PROVIDED DATA
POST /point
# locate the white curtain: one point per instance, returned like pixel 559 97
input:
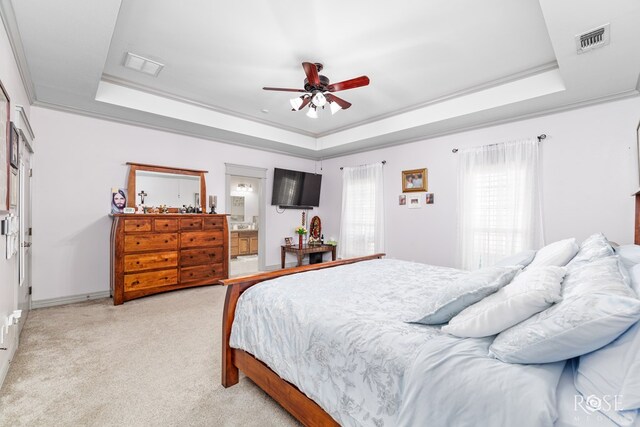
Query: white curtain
pixel 362 221
pixel 499 211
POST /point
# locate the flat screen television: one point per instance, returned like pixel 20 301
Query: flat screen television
pixel 295 190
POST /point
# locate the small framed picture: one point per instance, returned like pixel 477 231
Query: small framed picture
pixel 118 200
pixel 414 202
pixel 13 149
pixel 414 180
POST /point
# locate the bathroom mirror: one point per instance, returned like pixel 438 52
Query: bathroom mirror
pixel 237 209
pixel 162 185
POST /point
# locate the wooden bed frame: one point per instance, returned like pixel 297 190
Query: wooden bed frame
pixel 234 360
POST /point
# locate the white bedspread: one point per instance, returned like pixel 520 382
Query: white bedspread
pixel 340 336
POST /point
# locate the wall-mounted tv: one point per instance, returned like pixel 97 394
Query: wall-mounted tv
pixel 295 190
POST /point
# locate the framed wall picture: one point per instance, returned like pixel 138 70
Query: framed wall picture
pixel 414 202
pixel 414 180
pixel 4 148
pixel 14 146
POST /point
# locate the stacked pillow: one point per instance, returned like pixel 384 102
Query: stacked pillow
pixel 529 293
pixel 550 313
pixel 597 307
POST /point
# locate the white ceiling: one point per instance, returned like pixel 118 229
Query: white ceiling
pixel 435 67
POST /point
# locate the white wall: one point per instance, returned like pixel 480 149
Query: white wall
pixel 81 158
pixel 589 173
pixel 251 198
pixel 10 78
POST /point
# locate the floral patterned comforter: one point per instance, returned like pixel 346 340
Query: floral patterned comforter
pixel 340 335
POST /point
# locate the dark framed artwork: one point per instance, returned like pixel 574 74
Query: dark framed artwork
pixel 414 180
pixel 14 146
pixel 4 148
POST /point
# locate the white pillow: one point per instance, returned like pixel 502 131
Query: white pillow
pixel 523 258
pixel 529 293
pixel 558 253
pixel 629 255
pixel 464 292
pixel 594 247
pixel 613 371
pixel 592 314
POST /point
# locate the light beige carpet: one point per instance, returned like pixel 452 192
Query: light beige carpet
pixel 150 362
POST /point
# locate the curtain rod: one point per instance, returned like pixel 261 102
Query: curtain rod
pixel 540 138
pixel 384 162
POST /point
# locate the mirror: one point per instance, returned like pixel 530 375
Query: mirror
pixel 237 209
pixel 161 185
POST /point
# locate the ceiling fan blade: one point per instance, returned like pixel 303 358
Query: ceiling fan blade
pixel 281 89
pixel 311 71
pixel 349 84
pixel 341 102
pixel 305 101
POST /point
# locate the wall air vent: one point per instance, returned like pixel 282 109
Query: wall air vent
pixel 593 39
pixel 142 64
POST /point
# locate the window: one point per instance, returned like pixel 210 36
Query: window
pixel 362 221
pixel 499 209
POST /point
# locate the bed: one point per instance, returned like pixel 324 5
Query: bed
pixel 334 345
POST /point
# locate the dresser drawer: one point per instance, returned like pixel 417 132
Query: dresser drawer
pixel 201 272
pixel 150 242
pixel 213 223
pixel 194 239
pixel 150 261
pixel 152 279
pixel 190 223
pixel 137 225
pixel 200 256
pixel 160 225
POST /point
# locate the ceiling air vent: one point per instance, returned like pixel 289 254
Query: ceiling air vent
pixel 593 39
pixel 142 64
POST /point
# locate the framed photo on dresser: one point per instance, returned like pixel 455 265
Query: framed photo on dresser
pixel 4 149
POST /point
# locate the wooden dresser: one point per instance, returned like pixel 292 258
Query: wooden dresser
pixel 154 253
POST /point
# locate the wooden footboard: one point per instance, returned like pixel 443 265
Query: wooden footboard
pixel 287 395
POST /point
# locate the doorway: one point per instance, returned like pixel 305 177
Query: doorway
pixel 245 205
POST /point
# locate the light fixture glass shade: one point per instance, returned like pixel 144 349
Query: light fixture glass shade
pixel 312 113
pixel 296 103
pixel 319 100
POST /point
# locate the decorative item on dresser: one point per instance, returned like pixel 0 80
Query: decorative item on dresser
pixel 159 253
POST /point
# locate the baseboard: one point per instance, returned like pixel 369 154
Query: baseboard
pixel 42 303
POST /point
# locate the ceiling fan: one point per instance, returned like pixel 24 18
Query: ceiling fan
pixel 318 91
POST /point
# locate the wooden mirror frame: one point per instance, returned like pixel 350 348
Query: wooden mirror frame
pixel 131 183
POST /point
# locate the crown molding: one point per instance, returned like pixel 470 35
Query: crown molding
pixel 11 26
pixel 573 106
pixel 464 92
pixel 99 116
pixel 143 88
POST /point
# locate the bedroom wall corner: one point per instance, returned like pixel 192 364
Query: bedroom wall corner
pixel 81 158
pixel 12 82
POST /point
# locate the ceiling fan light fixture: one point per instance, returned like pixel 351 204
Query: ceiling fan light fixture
pixel 319 100
pixel 334 107
pixel 296 103
pixel 312 113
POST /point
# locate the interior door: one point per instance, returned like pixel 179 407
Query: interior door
pixel 24 209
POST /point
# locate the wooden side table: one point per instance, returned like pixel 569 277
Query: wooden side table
pixel 306 249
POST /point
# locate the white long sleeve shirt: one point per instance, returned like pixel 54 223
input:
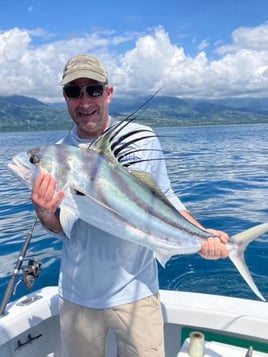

WORK INSTRUCTIONS
Select each line in the lines above that contains the word "interior", matching case exactly, and copy those lines.

RESULT OF THE TASK
# locate the interior door: one point per instance, returned like pixel 179 407
Query: interior door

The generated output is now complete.